• Document:
⟨
“What is so remarkable is the near total disengagement from signification of any kind. Such a condition is immensely difficult to achieve; mere abstraction does not begin to approach it.” —Robin Evans, 1984.

“I don’t invent colour. I don’t invent anything.” —Rachel Whiteread, 2007.

In the documentary Brillo Box (3¢ Off), when Andy Warhol is asked why he turned a common Brillo box into sculpture, he casually responded, “because it’s easy to do.” He may have been referring to the ease in the ability to quickly make many screen printed boxes, but it’s safe to assume that Warhol was referring to how an everyday consumer item is replicated, compositionally stacked and is easily appropriated as art. Appropriation yields irony which is easily interpreted, but is paradoxically difficult to attain without an alignment of particular social, economic and cultural forces at play. Architecture today struggles to produce easiness. While on the one hand it is operatively easy to make new architectural forms, complex geometries, and provocative representations, producing visual immediacy that simultaneously allows for unexpected readings and interpretations is difficult to realize. As a broader disciplinary discussion, the studio will engage the topic of “easy” and “difficult.” Unlike Warhol’s boxes that work with the signification of a consumer brand, Rachel Whiteread’s Embankment installation of blank boxes makes references to the constructive approaches to space and scale, disengages with signification, while also producing a false simplicity and easiness in its arrangement. The studio will look closely at Rachel Whiteread’s works as examples of ways to enact new readings of materialized constructs.

Project and site

The project will be the design of an office building or “easy” office. The studio will look at deferring the exterior formal agenda of the building to instances of interior office conditions. Students will research the history of the office space, from the pre-technological to the hyper technological office of today and study the evolution of the autonomous office cubicle to the interactive, open office environment, to the emergence of the collaborative, shared office space. Rather than take on the subjectivity of the work space as a proliferation of individualities, the accumulation and assemblage of interior “stuff” will question norms of shared spaces and how the interior is interpreted from its exterior. We will look at spatial and programmatic organization through figural geometries and unexpected material articulation. The studio will engage in a recursive 2D to 3D process where a banal arrangement of office “stuff” yields descriptive flatness as a way of expressing an interior condition on the facade and form of the building. The project will be located in Culver City, an area of Los Angeles that has transformed from a light industrial zone to one that is populated with creative office spaces.
⟩
(Some records)
⟨
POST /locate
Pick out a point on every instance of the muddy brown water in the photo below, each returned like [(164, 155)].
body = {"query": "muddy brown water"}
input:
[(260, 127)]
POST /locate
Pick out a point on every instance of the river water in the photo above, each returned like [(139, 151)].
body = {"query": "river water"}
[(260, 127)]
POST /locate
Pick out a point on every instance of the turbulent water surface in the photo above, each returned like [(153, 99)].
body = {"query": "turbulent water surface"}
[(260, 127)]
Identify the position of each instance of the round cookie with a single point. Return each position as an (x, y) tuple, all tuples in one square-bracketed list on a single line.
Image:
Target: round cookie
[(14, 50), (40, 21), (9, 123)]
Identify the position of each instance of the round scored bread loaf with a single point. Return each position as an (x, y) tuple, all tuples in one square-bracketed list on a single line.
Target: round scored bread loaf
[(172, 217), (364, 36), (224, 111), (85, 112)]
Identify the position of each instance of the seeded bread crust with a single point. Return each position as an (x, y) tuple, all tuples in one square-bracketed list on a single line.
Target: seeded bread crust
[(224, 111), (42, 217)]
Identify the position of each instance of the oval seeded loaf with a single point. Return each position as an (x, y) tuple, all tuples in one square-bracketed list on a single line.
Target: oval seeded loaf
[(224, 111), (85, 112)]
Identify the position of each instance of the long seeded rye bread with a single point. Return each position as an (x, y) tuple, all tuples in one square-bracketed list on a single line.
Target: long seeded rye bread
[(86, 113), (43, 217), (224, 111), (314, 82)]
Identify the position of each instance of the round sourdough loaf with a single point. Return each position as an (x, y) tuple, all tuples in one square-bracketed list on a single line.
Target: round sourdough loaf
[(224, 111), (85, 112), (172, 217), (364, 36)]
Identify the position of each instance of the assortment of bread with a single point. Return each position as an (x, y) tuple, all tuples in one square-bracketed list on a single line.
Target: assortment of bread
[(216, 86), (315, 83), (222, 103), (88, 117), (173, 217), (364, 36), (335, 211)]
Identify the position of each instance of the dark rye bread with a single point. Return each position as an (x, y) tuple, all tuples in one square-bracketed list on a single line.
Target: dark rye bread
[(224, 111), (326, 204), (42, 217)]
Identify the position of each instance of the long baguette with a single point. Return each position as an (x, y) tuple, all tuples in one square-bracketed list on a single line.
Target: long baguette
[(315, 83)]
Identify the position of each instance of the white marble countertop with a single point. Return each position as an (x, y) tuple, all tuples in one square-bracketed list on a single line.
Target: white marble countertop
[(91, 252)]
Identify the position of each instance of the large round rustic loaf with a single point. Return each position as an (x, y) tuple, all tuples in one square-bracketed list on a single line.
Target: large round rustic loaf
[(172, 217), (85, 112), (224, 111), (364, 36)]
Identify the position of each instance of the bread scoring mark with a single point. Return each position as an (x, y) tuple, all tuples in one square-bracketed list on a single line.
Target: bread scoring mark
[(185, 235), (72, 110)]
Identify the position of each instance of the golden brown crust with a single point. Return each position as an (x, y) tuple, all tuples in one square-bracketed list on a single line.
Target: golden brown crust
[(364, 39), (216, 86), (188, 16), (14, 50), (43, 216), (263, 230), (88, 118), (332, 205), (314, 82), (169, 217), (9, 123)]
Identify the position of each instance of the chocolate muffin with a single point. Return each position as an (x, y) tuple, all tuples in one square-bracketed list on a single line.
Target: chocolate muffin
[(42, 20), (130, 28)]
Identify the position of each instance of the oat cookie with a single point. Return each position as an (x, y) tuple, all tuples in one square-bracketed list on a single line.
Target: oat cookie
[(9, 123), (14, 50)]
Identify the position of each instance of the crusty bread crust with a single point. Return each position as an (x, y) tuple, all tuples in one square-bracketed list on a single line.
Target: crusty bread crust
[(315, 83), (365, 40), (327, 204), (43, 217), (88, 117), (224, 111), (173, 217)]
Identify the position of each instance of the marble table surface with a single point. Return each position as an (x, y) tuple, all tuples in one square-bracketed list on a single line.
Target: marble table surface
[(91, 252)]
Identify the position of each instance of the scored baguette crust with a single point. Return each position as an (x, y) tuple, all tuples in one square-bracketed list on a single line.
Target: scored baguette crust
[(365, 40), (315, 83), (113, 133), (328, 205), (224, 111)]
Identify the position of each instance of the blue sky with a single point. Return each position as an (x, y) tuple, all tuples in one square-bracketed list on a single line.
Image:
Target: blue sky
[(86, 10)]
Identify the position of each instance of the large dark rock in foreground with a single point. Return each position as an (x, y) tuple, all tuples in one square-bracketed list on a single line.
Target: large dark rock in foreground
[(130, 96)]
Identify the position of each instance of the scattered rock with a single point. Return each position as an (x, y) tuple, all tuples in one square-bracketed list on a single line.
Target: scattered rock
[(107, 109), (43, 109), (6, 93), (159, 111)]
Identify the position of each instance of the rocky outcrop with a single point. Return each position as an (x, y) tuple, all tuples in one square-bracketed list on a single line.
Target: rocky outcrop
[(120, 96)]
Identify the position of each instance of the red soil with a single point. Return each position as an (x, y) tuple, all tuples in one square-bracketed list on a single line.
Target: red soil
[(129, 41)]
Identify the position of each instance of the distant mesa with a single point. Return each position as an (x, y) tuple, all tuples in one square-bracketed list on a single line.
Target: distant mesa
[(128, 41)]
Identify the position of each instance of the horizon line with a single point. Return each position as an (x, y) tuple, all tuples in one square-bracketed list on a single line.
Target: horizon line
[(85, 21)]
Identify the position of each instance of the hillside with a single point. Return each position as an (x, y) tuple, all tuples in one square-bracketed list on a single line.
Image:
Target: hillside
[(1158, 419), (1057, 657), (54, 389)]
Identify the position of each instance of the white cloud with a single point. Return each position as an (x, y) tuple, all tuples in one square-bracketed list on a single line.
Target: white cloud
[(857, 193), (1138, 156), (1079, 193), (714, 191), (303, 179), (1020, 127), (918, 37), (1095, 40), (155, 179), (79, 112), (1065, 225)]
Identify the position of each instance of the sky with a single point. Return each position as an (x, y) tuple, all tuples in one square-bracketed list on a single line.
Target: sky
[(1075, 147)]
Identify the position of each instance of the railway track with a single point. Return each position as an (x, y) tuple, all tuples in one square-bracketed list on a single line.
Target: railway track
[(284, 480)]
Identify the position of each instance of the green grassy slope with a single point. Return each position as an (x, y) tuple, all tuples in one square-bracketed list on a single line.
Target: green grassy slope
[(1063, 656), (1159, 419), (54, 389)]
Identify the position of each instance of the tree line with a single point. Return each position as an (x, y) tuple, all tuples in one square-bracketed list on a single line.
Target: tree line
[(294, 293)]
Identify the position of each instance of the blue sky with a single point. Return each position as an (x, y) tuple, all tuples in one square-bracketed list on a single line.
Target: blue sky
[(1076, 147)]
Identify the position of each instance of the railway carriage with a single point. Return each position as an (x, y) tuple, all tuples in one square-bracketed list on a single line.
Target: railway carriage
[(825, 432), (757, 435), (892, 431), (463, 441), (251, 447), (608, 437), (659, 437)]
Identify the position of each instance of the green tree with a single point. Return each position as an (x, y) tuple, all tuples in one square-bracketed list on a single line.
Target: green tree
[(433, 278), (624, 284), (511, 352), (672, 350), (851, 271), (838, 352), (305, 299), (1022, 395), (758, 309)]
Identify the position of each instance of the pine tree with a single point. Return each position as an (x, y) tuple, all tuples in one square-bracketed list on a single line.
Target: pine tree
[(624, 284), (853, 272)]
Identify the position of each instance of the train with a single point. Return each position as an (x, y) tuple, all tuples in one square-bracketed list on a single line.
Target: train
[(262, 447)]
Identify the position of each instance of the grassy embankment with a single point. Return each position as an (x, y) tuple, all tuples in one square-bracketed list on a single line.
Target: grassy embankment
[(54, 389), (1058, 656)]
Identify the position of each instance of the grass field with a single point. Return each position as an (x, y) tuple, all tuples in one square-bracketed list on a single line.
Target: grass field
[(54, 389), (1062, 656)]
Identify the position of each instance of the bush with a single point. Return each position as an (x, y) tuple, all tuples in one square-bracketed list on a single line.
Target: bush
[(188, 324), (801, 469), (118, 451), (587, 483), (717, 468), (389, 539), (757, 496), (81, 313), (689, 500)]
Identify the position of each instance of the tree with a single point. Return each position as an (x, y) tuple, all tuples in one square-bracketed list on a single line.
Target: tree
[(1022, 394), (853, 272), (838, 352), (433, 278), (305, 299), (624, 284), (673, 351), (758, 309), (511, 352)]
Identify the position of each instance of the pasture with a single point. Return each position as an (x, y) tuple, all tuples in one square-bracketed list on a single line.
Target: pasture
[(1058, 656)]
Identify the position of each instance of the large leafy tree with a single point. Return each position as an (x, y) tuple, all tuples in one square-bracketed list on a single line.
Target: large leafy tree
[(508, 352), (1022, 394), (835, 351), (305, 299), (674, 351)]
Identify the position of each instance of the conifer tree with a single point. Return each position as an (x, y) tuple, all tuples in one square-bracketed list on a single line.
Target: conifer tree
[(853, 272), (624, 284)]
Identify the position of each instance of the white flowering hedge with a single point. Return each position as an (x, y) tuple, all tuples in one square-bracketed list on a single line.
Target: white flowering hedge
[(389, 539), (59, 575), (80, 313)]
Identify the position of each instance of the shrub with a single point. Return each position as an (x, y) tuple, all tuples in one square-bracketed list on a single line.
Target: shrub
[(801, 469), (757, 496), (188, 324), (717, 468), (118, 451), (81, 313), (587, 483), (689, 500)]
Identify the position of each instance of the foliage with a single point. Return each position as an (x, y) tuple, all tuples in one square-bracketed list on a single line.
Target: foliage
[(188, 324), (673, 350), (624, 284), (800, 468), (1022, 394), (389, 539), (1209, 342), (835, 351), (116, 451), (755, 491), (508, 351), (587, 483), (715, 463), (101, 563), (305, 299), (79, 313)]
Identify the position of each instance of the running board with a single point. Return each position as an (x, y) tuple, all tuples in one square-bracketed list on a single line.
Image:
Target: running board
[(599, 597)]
⟩
• Exercise details: Pick up the architecture studio brief on the "easy" office at the point where it stops, and write its next part.

• Exercise response:
Although sequential, the first half of the semester will take on four procedures to test ways to produce easiness-difficulty. The sequence includes collage of interior stuff, projection of lines that hover between 2D and 3D, the embossed compression of geometries to a thickened surface, and a capture of the interior through casting . During the travel week of the semester, students will visit Los Angeles to document the site and case studies. During travel week we will have a pin-up and discussion of the work to date, as well as tour notable office spaces in the Los Angeles area. In the second half of the semester, students will focus on and develop the building in more detail, from the inside-out.

Assignment 1: Collage—collect, compose, and combine stuff
Assignment 2: Project—extract 2D, form 3D, project 2.5D
Assignment 3: Emboss—building in “built-ins”
Assignment 4: Cast—reciprocity between inside and outside


Brillo Box (3¢ Off), dir. Skyler, Lisanne, documentary, HBO, 2016.

Imagine….Rachel Whiteread: Ghost in the Room , BBC, 2017 (we will provide a link to download due to website restrictions)

Evans, Robin, “1984, In Front of Lines That Leave Nothing Behind.” In Architecture Theory since 1968, edited by K. Michael Hays, pp. 482-489, Cambridge: The MIT Press, 1998.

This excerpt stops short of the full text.